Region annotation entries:
## START
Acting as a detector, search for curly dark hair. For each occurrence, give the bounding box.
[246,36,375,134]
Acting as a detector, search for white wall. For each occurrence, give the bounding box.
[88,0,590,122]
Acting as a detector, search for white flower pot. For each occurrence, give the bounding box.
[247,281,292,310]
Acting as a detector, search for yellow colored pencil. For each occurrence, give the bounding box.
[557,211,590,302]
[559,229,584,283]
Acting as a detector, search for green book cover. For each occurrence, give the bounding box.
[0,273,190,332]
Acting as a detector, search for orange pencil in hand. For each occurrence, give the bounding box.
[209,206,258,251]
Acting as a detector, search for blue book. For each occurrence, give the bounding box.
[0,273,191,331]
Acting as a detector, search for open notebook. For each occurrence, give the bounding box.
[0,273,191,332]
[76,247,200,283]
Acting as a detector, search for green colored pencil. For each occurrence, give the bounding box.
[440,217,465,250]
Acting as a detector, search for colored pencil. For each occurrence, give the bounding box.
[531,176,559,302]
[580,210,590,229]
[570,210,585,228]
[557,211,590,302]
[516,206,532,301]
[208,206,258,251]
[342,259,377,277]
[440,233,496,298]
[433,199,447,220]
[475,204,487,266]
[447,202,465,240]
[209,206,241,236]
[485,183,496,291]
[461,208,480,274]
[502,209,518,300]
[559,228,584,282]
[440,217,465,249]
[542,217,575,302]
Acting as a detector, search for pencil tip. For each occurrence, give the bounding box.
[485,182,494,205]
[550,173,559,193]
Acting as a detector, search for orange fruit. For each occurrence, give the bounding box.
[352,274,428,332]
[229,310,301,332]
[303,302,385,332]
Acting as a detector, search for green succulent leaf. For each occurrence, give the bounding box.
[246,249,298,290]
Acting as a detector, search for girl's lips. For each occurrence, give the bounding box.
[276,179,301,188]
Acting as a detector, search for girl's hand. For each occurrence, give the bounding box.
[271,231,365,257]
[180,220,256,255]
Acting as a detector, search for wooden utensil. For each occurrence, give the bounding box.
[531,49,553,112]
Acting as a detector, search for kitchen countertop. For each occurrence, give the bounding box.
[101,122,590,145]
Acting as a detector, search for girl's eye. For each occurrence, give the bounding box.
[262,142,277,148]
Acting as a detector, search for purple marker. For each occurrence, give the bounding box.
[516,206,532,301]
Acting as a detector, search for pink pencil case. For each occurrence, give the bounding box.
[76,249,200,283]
## END
Goal:
Copy out every line of the material above word for word.

Output below:
Acting as a detector, search for curly dark hair. For each occurrence, give the bounding box.
[246,36,375,134]
Acting as a detector, search for white wall. For each occurrence, give the bounding box.
[88,0,590,122]
Acting as a detector, search for white flower pot. For each occurrence, give the bounding box.
[247,281,292,310]
Acting as a detector, search for yellow colored pencil. For each occurrence, give the bounding box.
[557,211,590,302]
[559,229,584,283]
Acting as a detector, search for green book cover. For each occurrence, give the bounding box.
[0,273,190,332]
Acting as a detector, search for orange pencil in hand. For each occurrence, give the bounding box.
[209,206,258,251]
Acting as a detector, search for blue book. For each occurrence, give the bounding box.
[0,273,191,331]
Acting as a detector, search for open notebook. For each occurrence, give the bounding box.
[0,273,191,332]
[76,247,200,283]
Acting as a detector, search for green colored pencil. For each occurrence, give the bounding box.
[440,217,465,250]
Acting as a detector, search for colored pencil. For each occurrence, give the bounding box.
[531,176,559,302]
[580,210,590,229]
[570,210,585,228]
[557,211,590,302]
[516,206,532,301]
[208,206,258,251]
[342,259,377,277]
[440,233,496,298]
[433,199,447,220]
[475,204,487,266]
[447,202,465,240]
[209,206,241,236]
[485,183,496,291]
[461,208,480,274]
[502,209,518,300]
[559,228,584,282]
[440,217,465,249]
[542,217,575,302]
Acting as a detector, search for pencil tip. For each occurrence, give the bounding box.
[485,182,494,205]
[550,173,559,193]
Acting as a detector, search for orange fruit. For each occurrence, give the bounding box.
[352,274,428,332]
[229,310,301,332]
[303,302,385,332]
Acting as a detector, search for green succulent leaf. For each occurrence, give the bounding box.
[246,249,298,290]
Acting as a detector, search for girl's lips. For each occurrence, give the bounding box.
[276,179,301,188]
Acting as a detector, search for girl's hand. For each occurrence, give the bounding box.
[271,231,365,257]
[180,220,256,255]
Acting as a detector, search for wooden utensil. For each occurrence, give the bounding box.
[531,49,553,112]
Acting as a detector, search for kitchen countertop. For each occurrence, give the bounding box.
[101,122,590,145]
Acting as a detector, search for girl's eye. For each occurrence, give the bounding box.
[262,142,277,148]
Acting as a detector, search for purple marker. For each occurrence, give the bounding box.
[516,206,532,301]
Acting as a detector, search for pink pencil case. For each occurrence, give the bounding box.
[76,249,200,283]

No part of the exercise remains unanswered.